| Direction |
Rewrite the items from the line containing "the player's chin" through the last item, changing "Place a point on" to "Mark" and leaving everything else the same.

Named object pointing items
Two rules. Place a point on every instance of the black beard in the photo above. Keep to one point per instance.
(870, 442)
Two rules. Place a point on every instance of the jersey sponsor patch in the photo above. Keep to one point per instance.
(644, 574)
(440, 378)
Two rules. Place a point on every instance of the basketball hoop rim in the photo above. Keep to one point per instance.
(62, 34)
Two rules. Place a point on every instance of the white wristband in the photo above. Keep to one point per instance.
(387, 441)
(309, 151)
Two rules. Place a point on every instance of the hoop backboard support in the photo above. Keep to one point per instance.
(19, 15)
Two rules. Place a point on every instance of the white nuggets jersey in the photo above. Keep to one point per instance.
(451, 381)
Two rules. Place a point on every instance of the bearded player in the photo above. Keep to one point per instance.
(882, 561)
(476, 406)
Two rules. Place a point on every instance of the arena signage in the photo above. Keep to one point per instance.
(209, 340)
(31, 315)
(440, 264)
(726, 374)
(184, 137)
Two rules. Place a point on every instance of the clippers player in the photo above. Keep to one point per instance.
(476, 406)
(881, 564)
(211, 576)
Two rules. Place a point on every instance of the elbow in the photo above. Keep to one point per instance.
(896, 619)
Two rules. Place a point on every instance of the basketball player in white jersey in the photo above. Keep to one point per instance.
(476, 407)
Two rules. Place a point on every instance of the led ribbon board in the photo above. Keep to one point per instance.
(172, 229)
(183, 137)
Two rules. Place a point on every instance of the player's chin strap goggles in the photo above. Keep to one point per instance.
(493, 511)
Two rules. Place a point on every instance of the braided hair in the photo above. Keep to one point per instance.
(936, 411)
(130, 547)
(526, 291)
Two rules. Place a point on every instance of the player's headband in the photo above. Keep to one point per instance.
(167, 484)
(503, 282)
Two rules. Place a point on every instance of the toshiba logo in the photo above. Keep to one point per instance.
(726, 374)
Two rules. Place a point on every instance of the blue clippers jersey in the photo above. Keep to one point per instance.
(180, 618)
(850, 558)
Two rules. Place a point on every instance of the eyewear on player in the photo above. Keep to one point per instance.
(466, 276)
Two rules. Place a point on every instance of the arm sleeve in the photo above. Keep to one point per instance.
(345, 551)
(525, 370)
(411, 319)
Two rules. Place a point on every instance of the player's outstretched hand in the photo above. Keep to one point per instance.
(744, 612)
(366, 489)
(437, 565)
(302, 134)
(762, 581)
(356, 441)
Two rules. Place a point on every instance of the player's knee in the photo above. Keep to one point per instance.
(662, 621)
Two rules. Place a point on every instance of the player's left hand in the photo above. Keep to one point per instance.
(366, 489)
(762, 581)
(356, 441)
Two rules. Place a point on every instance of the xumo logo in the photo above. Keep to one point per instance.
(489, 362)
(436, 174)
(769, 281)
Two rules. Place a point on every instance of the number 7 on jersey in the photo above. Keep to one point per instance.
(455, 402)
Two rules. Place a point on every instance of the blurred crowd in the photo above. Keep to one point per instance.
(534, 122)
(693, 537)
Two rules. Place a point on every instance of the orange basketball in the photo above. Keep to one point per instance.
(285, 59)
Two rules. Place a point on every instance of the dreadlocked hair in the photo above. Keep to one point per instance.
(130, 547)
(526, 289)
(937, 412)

| Exercise solution |
Two rules. Mark every instance of the player's chin strap goggles in the photo above. Keep to one point per instance.
(493, 511)
Two rules. Mark every instance of the braided hair in the photo above. Keep to one point per instance.
(936, 411)
(130, 547)
(526, 291)
Two rules. Mark every instance of the player's headband in the photo above. Keep to one point per instance.
(167, 484)
(503, 282)
Two rules. Mark every instance of the toshiba logo in the photo above. Keep to one point per instance.
(726, 374)
Two rules. Mark every instance of the blue clippers jersey in the photo above. Keep to one point per instance.
(180, 618)
(850, 558)
Two rules. Mark every instance of the eyewear on player in the photo above. Keep to one point per instance.
(466, 276)
Two rules. Mark every instance of the arm sleeve in the photo above. Keep to one point per instance.
(345, 551)
(525, 370)
(411, 319)
Two rules. Mark every instance of the player's outstretched hand in the photo above. Keep to one point per instance.
(744, 612)
(366, 489)
(437, 565)
(302, 134)
(762, 581)
(356, 441)
Two rules. Mark every instance of the player's knee in the photo above. Keep to one point per instance.
(662, 621)
Two rules. Mark every instance of the player's left hand in the photo above. Keep to one point per instance.
(366, 489)
(762, 581)
(356, 441)
Two rules. Mark every instance of the xumo logo in the photo above. Keep to one point per instance.
(489, 362)
(436, 174)
(769, 281)
Two rules. Mark every instance of the number 7 on jersey in the photo above. Keep to one point per instance.
(455, 402)
Two rules. Mark every instance of the blurred crowd in the photo above. Keep to one point per instance.
(534, 122)
(693, 537)
Two rules. Mark every instance of the orange basketball in the photo above. Keep to one point per instance.
(285, 59)
Two rules. Mark every instance of the dreadlocked hair in the photo above. Keep to one point per instance.
(130, 547)
(526, 289)
(937, 412)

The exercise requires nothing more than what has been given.